**TEXT SEGMENT**

-- Start --

Our government recognizes the difficulties that Canadians face, while trying to achieve peace of mind by ensuring their loved ones are taken care of. Therefore, the registered disability savings plan is another great initiative presented by the government to help secure a better future for those with severe disabilities. This tax-assisted savings account allows individuals as well as families to save for the long-term financial security of those with a severe disability. Since it became available in 2008, over 65,000 Canadians have chosen to open a RDSP either for themselves or for those in their care.

With Bill C-60, we are taking further steps forward for the constituency I represent, for the constituencies each of us represent, and for all Canadians. Therefore, I urge all parties and all members to support the bill.

Economic Action Plan 2013 Act, No. 1Government Orders

12:40 p.m.

NDP

Carol Hughes NDP Algoma—Manitoulin—Kapuskasing, ON

Mr. Speaker, I find it interesting that my colleague spoke about creating opportunities and creating jobs. He talked about the positive economic impact on both sides and that it would be a win-win situation.

-- End --

**WRITTEN INSTRUCTION A**
Translate this sentence from the debate excerpt into Spanish: "This tax-assisted savings account allows individuals as well as families to save for the long-term financial security of those with a severe disability."
**WRITTEN INSTRUCTION B**
Decide whether each statement agrees with the debate excerpt, answering yes or no and quoting the words that settle it: (i) The registered disability savings plan became available in 2008. (ii) Fewer than 50,000 Canadians have opened an RDSP. (iii) Carol Hughes represents Algoma—Manitoulin—Kapuskasing.
**WRITTEN INSTRUCTION C**
Print the stretch of the debate excerpt from "Carol Hughes NDP" through "a win-win situation.".

**PROVIDED DATA**

-- Start --

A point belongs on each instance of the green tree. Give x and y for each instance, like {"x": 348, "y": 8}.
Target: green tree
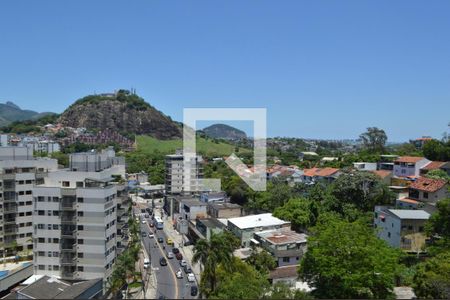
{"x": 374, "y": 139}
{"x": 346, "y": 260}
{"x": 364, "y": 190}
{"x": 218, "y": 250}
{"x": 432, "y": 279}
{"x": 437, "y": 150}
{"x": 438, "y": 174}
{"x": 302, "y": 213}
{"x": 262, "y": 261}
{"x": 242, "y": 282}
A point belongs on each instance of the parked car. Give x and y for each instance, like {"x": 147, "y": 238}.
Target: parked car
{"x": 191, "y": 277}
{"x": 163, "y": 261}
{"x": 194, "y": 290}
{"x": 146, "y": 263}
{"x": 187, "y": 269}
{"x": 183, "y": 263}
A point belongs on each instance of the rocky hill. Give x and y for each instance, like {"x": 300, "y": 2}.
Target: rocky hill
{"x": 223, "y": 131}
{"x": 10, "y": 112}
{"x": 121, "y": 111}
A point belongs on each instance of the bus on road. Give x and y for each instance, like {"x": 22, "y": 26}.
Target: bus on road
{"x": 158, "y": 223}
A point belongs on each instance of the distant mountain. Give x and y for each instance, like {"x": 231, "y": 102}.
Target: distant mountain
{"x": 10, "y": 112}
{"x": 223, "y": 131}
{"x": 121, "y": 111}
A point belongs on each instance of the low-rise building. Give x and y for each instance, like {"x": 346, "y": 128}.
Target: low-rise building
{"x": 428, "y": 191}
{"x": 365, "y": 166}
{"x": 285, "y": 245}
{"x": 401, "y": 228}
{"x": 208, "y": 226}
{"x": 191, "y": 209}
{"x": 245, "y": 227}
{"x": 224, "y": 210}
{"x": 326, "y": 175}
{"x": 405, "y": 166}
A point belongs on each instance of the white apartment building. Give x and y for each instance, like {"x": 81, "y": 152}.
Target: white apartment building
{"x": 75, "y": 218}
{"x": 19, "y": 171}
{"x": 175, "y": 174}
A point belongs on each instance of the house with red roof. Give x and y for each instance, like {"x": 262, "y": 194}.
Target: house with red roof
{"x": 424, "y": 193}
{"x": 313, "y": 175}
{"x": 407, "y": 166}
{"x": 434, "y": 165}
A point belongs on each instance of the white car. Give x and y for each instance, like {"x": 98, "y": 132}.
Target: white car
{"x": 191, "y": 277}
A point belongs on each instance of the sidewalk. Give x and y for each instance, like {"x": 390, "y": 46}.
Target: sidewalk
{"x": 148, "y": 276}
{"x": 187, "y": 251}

-- End --
-- Start --

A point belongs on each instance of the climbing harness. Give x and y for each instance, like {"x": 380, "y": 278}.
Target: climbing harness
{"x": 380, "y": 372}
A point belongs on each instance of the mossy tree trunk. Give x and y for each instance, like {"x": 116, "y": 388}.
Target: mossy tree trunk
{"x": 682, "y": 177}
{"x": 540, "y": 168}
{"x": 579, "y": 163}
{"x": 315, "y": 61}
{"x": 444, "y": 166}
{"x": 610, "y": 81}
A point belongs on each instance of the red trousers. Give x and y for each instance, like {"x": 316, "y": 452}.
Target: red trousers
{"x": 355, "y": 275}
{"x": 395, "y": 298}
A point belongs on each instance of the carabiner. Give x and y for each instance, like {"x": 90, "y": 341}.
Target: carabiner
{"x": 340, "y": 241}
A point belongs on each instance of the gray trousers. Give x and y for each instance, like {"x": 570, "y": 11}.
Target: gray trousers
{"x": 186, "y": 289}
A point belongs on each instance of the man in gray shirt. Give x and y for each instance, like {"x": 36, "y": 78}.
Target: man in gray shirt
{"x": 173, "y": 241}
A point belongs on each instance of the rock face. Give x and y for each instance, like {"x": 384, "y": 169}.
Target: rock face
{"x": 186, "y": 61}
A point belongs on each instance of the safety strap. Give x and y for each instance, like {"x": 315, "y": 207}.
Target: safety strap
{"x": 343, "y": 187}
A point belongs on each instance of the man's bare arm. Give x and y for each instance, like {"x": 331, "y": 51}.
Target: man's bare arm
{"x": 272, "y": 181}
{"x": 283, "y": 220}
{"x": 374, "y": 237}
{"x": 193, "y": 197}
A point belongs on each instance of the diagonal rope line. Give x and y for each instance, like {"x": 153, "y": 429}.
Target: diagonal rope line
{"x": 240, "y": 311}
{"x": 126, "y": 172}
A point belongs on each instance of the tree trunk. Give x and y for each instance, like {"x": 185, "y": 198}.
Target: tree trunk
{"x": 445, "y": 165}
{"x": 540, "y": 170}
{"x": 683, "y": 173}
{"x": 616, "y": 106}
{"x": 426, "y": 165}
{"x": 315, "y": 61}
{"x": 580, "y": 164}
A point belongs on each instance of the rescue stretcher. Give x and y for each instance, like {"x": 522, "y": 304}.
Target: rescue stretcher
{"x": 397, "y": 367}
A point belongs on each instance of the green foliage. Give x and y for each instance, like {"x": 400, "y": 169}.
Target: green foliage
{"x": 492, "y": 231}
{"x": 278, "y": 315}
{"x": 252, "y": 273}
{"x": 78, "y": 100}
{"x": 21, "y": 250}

-- End --

**COMPLETE OUTPUT A**
Esta cuenta de ahorro con asistencia fiscal permite tanto a las personas como a las familias ahorrar para la seguridad financiera a largo plazo de quienes tienen una discapacidad grave.

**COMPLETE OUTPUT B**
(i) Yes: "Since it became available in 2008"
(ii) No: "over 65,000 Canadians have chosen to open a RDSP"
(iii) Yes: "Carol Hughes NDP Algoma—Manitoulin—Kapuskasing, ON"

**COMPLETE OUTPUT C**
Carol Hughes NDP Algoma—Manitoulin—Kapuskasing, ON

Mr. Speaker, I find it interesting that my colleague spoke about creating opportunities and creating jobs. He talked about the positive economic impact on both sides and that it would be a win-win situation.